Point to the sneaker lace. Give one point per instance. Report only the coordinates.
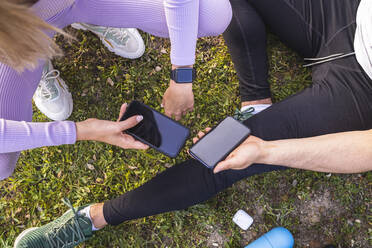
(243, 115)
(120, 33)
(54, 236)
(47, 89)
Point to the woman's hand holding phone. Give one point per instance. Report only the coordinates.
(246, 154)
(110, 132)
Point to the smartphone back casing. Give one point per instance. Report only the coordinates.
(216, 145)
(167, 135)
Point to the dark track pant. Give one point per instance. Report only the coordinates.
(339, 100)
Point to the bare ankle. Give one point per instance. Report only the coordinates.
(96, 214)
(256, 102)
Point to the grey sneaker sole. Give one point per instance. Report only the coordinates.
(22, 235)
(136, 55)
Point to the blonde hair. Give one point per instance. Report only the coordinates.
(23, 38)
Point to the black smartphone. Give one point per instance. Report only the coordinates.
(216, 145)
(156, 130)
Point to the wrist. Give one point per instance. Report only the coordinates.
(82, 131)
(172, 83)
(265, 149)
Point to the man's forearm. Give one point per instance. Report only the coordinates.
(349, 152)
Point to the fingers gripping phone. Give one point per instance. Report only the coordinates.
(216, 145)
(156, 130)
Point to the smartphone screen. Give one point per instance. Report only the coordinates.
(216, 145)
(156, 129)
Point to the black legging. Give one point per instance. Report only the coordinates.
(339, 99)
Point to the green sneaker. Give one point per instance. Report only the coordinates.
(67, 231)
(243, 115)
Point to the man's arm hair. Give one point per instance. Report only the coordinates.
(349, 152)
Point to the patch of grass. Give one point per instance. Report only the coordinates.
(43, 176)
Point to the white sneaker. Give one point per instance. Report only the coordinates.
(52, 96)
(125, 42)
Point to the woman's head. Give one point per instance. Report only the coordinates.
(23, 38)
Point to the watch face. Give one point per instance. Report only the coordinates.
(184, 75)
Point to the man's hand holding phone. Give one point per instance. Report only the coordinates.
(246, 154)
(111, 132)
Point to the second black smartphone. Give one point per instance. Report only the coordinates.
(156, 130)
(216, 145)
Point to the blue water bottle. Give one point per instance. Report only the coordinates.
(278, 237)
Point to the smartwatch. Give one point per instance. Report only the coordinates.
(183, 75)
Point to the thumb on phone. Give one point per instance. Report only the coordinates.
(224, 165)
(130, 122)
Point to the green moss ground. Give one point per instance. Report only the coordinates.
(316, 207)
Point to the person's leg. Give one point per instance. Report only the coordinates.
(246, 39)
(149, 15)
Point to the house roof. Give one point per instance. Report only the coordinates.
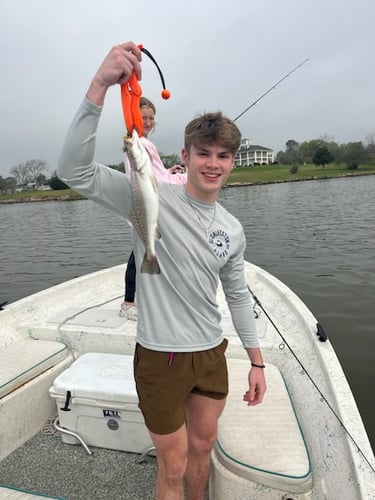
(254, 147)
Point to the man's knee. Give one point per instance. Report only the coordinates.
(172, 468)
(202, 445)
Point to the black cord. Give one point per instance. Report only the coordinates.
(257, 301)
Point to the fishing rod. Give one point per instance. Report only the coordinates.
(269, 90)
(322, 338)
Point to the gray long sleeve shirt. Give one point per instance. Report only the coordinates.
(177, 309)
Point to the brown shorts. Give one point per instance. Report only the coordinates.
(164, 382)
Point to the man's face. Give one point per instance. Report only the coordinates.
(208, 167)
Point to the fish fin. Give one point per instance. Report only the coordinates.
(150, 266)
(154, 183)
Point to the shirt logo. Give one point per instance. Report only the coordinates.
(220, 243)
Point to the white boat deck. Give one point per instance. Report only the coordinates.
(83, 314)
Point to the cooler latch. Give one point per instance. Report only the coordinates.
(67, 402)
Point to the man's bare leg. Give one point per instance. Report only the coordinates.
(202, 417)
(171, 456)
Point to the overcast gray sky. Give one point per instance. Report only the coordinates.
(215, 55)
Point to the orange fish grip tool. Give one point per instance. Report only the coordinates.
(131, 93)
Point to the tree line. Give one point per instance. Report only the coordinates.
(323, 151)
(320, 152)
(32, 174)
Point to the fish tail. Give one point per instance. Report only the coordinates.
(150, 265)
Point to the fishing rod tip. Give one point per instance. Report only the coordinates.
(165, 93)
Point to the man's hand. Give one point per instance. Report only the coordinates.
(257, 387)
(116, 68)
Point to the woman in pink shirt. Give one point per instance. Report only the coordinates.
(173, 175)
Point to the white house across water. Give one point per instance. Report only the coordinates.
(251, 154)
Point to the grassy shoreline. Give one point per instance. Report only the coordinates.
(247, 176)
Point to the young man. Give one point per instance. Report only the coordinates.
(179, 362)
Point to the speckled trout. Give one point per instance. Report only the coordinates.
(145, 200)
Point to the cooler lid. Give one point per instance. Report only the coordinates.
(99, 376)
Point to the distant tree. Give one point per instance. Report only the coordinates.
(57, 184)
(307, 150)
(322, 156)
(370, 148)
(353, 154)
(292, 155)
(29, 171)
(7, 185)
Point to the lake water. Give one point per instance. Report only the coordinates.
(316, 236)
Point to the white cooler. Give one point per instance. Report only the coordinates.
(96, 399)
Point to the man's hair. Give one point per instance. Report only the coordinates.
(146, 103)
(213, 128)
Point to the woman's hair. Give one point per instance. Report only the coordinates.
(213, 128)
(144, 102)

********

THE TASK: Swap "lake water" for "river water" in the items from the line holding "Point to the cooler lid." through the end of the items, inclusive, and give back only those lines with nothing else altered.

FULL RESPONSE:
Point to the cooler lid. Give one point per instance. Report only the coordinates.
(99, 376)
Point to the distant tree. Give one point per instance. Report only the coordinates.
(57, 184)
(307, 150)
(322, 156)
(370, 148)
(353, 154)
(292, 155)
(29, 171)
(7, 185)
Point to the river water. Give one point per instance. Report only the coordinates.
(316, 236)
Point to the white cooler. Give one point per instance. Report only the coordinates.
(96, 399)
Point to the man's hair. Give one point per instance. Report only the coordinates.
(146, 103)
(213, 128)
Point to the woman's hair. Give one point per instance. Report only the coordinates.
(213, 128)
(144, 102)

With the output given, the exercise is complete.